Directions for this task
Reproduce exactly the line that contains "the white keeper's" and every line after it through the end of the records below, leaving out all pictures.

[Records from a dataset]
——
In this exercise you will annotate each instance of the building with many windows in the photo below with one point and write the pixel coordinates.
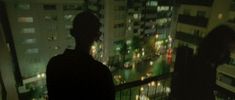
(40, 29)
(197, 18)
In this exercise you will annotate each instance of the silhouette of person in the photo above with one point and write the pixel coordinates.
(75, 75)
(198, 80)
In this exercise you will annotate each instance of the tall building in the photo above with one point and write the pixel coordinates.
(40, 29)
(115, 13)
(8, 66)
(197, 17)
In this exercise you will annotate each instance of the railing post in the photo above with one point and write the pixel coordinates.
(130, 94)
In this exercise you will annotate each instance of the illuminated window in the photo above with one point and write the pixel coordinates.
(68, 26)
(163, 8)
(49, 7)
(32, 51)
(28, 30)
(129, 28)
(152, 3)
(25, 19)
(201, 13)
(72, 7)
(30, 41)
(50, 17)
(23, 6)
(136, 16)
(186, 12)
(69, 17)
(220, 16)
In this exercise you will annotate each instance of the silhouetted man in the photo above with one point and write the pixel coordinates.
(75, 75)
(197, 80)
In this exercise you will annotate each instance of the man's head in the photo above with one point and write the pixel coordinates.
(86, 27)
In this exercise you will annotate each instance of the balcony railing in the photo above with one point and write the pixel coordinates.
(194, 39)
(153, 88)
(193, 20)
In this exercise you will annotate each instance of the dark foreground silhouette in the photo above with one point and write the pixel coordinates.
(194, 77)
(75, 75)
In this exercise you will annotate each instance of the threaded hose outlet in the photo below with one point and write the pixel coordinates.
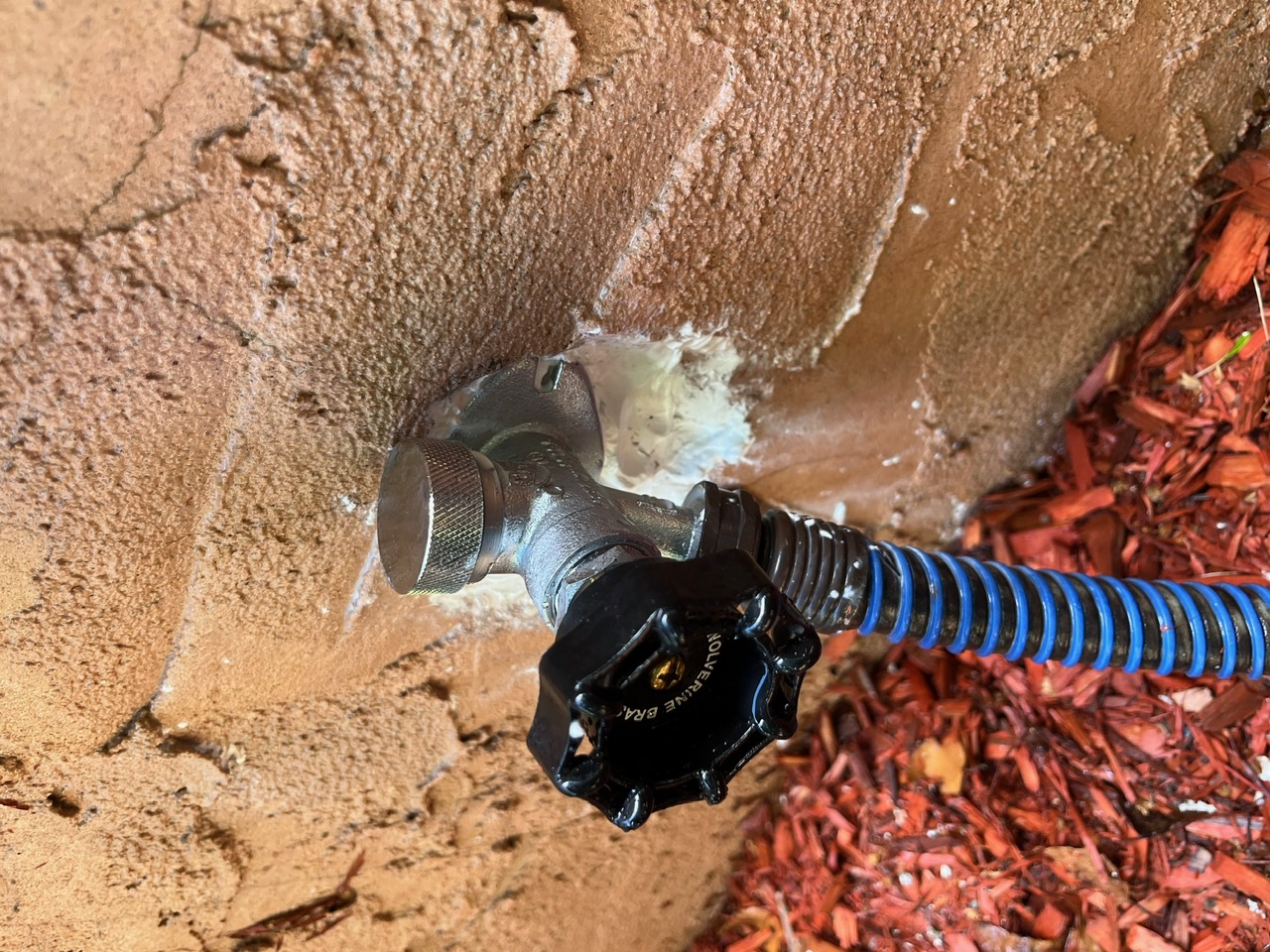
(431, 520)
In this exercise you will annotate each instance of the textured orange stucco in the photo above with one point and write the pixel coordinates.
(244, 243)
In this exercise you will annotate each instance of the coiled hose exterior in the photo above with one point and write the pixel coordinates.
(969, 606)
(839, 579)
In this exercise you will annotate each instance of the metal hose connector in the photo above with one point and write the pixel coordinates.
(969, 606)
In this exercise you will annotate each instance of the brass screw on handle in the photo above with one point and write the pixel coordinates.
(668, 673)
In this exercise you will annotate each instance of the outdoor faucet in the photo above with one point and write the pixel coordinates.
(684, 631)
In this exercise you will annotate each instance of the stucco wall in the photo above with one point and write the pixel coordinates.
(244, 243)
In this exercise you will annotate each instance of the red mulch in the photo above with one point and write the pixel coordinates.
(969, 803)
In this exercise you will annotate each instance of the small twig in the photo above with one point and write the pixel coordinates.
(1261, 311)
(314, 918)
(783, 911)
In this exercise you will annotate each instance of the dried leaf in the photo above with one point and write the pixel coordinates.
(943, 762)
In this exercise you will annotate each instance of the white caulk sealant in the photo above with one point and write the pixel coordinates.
(670, 419)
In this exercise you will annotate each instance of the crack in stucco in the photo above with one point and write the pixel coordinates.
(157, 128)
(684, 169)
(855, 295)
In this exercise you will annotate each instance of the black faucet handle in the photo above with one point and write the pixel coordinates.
(665, 679)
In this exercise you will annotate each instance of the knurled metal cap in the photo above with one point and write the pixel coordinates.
(431, 516)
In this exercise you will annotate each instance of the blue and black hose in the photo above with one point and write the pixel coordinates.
(841, 579)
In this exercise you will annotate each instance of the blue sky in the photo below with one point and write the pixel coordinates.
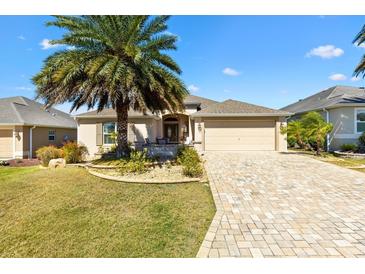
(265, 60)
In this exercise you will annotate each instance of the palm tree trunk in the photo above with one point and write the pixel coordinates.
(122, 130)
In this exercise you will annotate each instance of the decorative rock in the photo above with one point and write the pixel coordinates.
(59, 162)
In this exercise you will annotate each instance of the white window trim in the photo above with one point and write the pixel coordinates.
(355, 120)
(115, 130)
(54, 135)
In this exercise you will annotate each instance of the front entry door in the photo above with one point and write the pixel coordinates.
(171, 131)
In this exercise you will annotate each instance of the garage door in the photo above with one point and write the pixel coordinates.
(6, 143)
(239, 135)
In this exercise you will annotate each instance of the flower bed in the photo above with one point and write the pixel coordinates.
(155, 175)
(350, 154)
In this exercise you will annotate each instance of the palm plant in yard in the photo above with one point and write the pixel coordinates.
(113, 61)
(360, 41)
(316, 130)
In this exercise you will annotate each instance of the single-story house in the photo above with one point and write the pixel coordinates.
(208, 124)
(26, 126)
(343, 106)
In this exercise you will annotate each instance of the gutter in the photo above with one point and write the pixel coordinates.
(328, 135)
(31, 142)
(197, 114)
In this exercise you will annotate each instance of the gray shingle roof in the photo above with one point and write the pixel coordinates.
(331, 97)
(109, 112)
(237, 108)
(23, 111)
(203, 102)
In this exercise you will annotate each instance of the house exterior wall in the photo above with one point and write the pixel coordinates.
(6, 142)
(20, 145)
(40, 137)
(343, 121)
(344, 130)
(138, 130)
(199, 129)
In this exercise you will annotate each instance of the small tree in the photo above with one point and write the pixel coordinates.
(315, 129)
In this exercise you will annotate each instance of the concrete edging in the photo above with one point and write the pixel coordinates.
(118, 179)
(203, 251)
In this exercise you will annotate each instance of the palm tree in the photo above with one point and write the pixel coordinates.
(360, 40)
(113, 61)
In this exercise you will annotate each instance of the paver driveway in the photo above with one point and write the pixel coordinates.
(272, 204)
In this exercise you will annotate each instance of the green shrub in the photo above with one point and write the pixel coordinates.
(349, 147)
(189, 159)
(73, 152)
(136, 163)
(362, 140)
(47, 153)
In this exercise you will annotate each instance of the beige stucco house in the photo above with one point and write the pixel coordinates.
(26, 126)
(207, 124)
(343, 106)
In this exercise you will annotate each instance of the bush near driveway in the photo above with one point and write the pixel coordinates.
(69, 213)
(73, 152)
(309, 131)
(189, 158)
(349, 147)
(47, 153)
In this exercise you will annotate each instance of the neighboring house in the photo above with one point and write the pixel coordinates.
(26, 126)
(342, 106)
(209, 125)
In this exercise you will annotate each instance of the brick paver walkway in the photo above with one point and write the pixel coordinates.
(278, 205)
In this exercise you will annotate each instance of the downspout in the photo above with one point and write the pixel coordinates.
(31, 142)
(328, 135)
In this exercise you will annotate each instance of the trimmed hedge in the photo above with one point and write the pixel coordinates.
(189, 159)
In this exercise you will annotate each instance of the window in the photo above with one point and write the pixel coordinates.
(360, 120)
(51, 135)
(108, 131)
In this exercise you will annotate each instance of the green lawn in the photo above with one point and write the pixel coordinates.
(333, 159)
(69, 213)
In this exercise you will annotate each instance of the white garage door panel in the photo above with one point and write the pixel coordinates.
(240, 135)
(6, 143)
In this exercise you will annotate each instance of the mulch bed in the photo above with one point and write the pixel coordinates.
(23, 162)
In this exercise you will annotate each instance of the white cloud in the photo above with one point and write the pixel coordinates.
(337, 77)
(230, 72)
(193, 88)
(326, 52)
(361, 46)
(355, 79)
(23, 88)
(173, 34)
(45, 43)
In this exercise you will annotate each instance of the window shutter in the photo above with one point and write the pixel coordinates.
(99, 134)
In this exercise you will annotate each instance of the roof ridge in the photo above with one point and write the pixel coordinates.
(16, 112)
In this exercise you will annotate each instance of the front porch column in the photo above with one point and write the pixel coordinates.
(190, 130)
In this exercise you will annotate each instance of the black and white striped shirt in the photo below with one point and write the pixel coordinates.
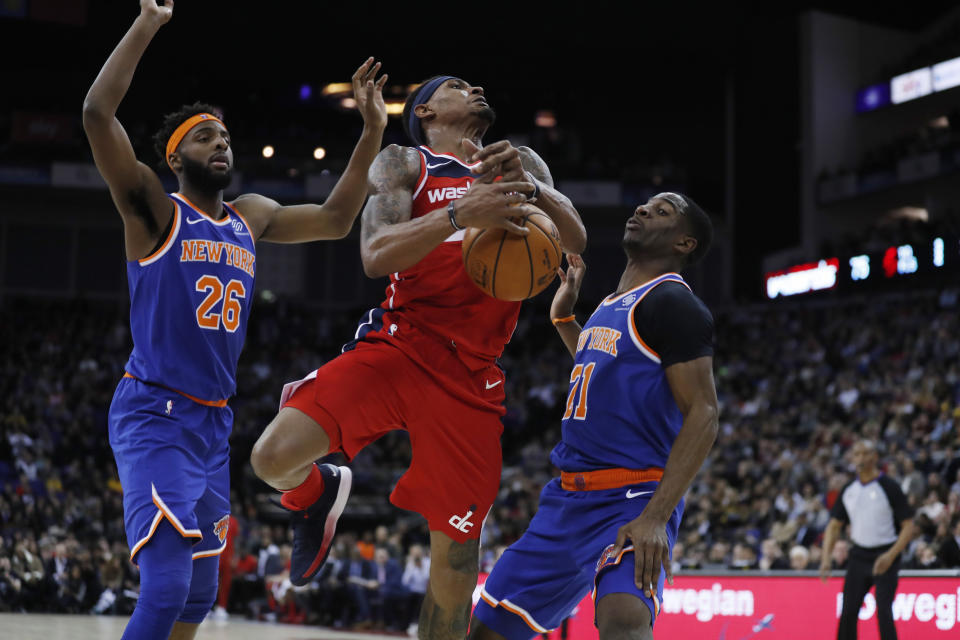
(874, 510)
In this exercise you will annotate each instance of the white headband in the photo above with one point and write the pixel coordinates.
(679, 202)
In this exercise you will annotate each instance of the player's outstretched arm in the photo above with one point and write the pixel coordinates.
(391, 241)
(523, 163)
(696, 396)
(334, 218)
(564, 300)
(135, 187)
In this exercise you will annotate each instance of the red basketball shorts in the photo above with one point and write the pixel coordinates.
(451, 413)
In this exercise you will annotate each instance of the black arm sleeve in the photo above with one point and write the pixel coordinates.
(839, 511)
(898, 502)
(675, 324)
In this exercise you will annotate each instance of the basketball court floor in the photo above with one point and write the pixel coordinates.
(24, 626)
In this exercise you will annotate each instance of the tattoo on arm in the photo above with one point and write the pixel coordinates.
(391, 180)
(465, 558)
(535, 165)
(140, 203)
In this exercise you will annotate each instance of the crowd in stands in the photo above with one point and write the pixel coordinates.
(797, 383)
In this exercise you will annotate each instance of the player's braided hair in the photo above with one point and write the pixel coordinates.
(173, 120)
(700, 228)
(414, 136)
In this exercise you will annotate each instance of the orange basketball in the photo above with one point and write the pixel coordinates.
(508, 266)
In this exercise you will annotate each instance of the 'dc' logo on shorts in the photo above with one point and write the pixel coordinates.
(607, 558)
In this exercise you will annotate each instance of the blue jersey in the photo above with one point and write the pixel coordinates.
(620, 411)
(189, 303)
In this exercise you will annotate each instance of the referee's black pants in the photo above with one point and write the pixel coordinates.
(857, 583)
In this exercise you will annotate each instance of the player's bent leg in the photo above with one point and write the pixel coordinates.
(284, 454)
(480, 631)
(165, 573)
(284, 457)
(203, 590)
(623, 616)
(445, 613)
(184, 631)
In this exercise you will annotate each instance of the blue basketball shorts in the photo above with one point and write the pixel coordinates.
(543, 576)
(173, 459)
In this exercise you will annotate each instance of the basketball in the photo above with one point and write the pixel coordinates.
(508, 266)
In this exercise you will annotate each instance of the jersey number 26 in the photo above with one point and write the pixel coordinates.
(231, 295)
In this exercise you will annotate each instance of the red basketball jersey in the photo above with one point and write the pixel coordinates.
(436, 295)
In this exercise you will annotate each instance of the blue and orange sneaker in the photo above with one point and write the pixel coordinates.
(313, 527)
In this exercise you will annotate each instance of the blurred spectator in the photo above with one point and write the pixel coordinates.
(389, 598)
(799, 558)
(950, 547)
(771, 556)
(840, 554)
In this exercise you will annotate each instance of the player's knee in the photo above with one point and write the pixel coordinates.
(203, 590)
(164, 590)
(266, 458)
(621, 616)
(453, 571)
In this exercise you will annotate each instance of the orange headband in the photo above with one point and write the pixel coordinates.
(184, 128)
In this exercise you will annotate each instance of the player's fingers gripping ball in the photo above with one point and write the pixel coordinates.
(509, 266)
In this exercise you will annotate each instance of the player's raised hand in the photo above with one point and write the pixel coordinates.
(570, 280)
(368, 92)
(488, 206)
(158, 15)
(651, 550)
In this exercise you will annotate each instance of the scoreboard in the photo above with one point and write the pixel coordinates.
(935, 262)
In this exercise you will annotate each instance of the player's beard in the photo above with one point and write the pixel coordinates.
(488, 115)
(203, 178)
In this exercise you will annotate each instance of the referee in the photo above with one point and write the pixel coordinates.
(876, 510)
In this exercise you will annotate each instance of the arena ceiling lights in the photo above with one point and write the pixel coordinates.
(910, 86)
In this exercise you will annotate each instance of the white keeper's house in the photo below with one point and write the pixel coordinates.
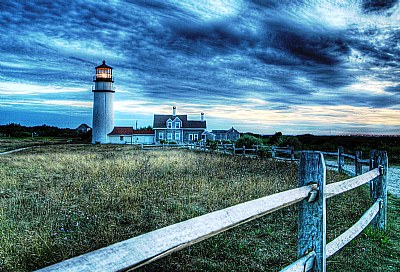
(170, 128)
——
Solution
In this exercise you will annotate each instance of the white keeper's house in the photo below with one point and write the pixel coordinates.
(170, 128)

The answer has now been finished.